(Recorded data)
########################################
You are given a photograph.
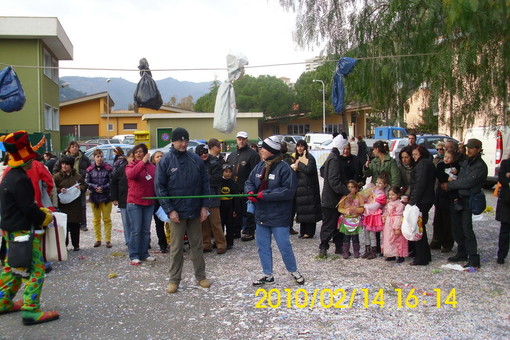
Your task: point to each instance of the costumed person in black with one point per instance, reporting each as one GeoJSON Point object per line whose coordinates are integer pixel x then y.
{"type": "Point", "coordinates": [308, 196]}
{"type": "Point", "coordinates": [20, 217]}
{"type": "Point", "coordinates": [334, 189]}
{"type": "Point", "coordinates": [243, 159]}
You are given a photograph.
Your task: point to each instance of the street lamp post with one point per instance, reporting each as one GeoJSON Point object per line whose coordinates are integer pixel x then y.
{"type": "Point", "coordinates": [323, 104]}
{"type": "Point", "coordinates": [108, 108]}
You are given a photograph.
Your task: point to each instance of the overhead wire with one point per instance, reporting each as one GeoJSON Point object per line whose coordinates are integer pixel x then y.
{"type": "Point", "coordinates": [207, 68]}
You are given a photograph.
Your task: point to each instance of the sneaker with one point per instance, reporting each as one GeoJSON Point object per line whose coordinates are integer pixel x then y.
{"type": "Point", "coordinates": [457, 258]}
{"type": "Point", "coordinates": [205, 283]}
{"type": "Point", "coordinates": [266, 280]}
{"type": "Point", "coordinates": [247, 237]}
{"type": "Point", "coordinates": [172, 288]}
{"type": "Point", "coordinates": [300, 280]}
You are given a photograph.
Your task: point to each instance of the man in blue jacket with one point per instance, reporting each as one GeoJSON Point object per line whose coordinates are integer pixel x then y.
{"type": "Point", "coordinates": [182, 173]}
{"type": "Point", "coordinates": [275, 185]}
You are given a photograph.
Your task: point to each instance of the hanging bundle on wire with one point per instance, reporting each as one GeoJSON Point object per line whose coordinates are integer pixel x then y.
{"type": "Point", "coordinates": [12, 96]}
{"type": "Point", "coordinates": [343, 68]}
{"type": "Point", "coordinates": [147, 93]}
{"type": "Point", "coordinates": [225, 111]}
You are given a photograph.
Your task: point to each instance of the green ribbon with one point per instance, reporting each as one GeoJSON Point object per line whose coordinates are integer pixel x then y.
{"type": "Point", "coordinates": [200, 196]}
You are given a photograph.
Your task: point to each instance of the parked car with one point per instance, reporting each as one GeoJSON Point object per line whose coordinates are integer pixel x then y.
{"type": "Point", "coordinates": [191, 147]}
{"type": "Point", "coordinates": [85, 146]}
{"type": "Point", "coordinates": [291, 141]}
{"type": "Point", "coordinates": [326, 145]}
{"type": "Point", "coordinates": [496, 147]}
{"type": "Point", "coordinates": [429, 141]}
{"type": "Point", "coordinates": [107, 151]}
{"type": "Point", "coordinates": [315, 139]}
{"type": "Point", "coordinates": [104, 141]}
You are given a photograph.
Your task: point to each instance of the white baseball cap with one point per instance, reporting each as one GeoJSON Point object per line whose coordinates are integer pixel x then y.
{"type": "Point", "coordinates": [242, 134]}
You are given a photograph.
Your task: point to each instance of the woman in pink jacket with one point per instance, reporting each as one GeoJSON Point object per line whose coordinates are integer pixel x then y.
{"type": "Point", "coordinates": [140, 176]}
########################################
WORK REQUIRED » State only how many lines of the records contain the string "wire". Matching is case-sensitive.

RESPONSE TO THE TASK » 2